What the task requires – Count the lines in the listing below that contain the word "orange", treating uppercase and lowercase as different. Reply with the number alone.

Supplied records –
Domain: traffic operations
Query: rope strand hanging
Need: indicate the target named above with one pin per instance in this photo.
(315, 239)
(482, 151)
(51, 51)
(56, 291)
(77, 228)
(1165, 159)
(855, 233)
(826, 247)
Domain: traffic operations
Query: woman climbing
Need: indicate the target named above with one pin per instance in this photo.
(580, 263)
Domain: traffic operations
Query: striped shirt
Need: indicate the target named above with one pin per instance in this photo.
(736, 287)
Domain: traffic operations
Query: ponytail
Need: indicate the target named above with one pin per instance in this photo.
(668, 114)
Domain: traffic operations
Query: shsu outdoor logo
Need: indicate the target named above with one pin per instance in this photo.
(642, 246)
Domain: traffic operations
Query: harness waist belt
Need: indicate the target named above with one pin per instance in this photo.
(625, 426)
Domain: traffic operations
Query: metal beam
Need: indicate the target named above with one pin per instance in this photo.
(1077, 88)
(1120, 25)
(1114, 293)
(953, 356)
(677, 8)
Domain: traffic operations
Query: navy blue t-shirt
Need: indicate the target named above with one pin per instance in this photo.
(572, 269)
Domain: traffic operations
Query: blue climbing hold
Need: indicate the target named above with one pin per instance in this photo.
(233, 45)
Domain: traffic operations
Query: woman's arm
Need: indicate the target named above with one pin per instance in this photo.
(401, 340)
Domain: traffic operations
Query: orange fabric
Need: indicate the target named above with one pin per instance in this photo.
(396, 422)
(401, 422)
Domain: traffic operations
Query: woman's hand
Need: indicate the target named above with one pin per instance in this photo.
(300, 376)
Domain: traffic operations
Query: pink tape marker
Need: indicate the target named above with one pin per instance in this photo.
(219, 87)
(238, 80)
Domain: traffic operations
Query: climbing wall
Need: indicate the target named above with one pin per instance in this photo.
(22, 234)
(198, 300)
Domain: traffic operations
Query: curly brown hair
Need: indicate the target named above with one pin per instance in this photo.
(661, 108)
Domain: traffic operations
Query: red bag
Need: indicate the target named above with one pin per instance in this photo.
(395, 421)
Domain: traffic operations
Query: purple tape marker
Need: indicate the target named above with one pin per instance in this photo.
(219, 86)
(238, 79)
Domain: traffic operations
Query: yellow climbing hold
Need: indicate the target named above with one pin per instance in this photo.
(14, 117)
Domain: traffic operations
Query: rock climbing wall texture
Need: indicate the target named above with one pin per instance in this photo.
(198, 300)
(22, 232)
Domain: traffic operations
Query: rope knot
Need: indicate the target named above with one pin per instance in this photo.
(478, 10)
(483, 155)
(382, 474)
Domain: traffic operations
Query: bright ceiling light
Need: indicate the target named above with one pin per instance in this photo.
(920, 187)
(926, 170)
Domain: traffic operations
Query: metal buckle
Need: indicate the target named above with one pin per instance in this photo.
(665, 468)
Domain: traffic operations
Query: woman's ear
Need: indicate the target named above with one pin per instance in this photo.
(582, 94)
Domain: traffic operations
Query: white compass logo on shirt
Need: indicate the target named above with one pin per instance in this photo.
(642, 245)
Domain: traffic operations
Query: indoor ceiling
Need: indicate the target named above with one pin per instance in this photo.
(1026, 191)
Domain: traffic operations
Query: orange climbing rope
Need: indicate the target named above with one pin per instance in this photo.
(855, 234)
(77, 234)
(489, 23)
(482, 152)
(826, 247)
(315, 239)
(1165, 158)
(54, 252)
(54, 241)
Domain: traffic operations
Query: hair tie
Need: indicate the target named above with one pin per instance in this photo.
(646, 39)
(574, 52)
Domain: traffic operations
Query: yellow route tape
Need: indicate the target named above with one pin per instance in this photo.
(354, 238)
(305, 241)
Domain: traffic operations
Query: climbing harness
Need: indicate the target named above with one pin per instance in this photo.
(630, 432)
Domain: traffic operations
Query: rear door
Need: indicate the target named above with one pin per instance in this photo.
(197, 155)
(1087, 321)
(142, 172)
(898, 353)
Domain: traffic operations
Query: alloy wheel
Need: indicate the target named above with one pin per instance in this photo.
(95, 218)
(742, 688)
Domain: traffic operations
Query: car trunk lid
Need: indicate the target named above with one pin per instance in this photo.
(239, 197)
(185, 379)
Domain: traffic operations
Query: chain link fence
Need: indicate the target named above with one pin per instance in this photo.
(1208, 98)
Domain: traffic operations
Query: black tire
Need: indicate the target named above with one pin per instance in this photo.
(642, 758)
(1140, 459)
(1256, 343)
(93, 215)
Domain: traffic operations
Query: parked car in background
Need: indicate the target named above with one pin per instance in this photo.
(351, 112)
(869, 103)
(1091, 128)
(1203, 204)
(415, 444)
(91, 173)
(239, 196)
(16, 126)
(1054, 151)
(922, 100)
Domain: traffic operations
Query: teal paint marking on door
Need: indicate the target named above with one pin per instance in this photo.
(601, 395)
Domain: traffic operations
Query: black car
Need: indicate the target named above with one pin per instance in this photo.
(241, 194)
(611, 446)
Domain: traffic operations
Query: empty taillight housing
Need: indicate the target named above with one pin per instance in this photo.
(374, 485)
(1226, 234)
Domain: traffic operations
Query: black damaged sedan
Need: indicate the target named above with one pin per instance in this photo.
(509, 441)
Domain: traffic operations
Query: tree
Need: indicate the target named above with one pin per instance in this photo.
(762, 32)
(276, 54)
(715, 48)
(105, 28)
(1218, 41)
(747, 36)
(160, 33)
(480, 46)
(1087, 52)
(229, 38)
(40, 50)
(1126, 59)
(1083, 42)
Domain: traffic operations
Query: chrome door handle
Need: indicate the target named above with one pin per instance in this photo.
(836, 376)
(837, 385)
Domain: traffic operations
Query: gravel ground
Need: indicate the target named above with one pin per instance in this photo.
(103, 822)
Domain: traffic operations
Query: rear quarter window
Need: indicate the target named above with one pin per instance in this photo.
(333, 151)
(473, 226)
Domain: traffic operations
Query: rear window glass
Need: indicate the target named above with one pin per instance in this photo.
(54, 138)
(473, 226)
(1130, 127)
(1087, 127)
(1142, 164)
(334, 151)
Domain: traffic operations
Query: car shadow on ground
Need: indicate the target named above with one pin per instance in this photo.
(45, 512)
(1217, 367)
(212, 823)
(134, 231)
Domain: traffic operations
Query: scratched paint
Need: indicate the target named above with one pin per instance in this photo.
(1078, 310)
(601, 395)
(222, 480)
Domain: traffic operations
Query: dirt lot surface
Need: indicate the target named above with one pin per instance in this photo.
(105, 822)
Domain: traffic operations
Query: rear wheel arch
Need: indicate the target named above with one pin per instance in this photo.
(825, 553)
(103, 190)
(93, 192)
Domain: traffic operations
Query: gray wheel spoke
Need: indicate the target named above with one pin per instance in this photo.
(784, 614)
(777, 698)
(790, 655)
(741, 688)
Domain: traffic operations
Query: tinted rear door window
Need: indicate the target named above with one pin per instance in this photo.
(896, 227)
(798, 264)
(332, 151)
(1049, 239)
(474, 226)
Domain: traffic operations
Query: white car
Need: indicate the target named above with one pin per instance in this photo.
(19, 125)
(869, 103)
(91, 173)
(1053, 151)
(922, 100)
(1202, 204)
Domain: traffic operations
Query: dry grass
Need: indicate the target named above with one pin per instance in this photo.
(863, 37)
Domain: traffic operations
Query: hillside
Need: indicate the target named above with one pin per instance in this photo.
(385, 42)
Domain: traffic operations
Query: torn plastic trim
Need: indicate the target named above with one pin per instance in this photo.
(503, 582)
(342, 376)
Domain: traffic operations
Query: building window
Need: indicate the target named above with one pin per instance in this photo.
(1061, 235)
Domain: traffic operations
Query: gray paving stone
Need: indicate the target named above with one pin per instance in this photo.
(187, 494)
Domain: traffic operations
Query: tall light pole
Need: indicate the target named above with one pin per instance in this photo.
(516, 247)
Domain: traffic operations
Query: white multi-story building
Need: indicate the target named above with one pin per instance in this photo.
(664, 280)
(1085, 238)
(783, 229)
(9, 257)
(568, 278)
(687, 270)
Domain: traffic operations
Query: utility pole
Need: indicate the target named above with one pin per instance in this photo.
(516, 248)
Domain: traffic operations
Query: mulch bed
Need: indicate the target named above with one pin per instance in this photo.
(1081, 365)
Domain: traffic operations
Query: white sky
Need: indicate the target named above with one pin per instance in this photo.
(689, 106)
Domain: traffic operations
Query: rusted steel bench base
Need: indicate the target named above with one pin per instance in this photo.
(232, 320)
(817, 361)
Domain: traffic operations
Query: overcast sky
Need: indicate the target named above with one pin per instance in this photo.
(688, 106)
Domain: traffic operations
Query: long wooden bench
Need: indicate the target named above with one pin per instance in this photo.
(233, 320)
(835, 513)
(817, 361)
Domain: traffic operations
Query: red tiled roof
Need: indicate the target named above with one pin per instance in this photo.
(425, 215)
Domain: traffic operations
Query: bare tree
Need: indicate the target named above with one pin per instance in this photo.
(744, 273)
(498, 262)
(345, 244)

Output of the task – 2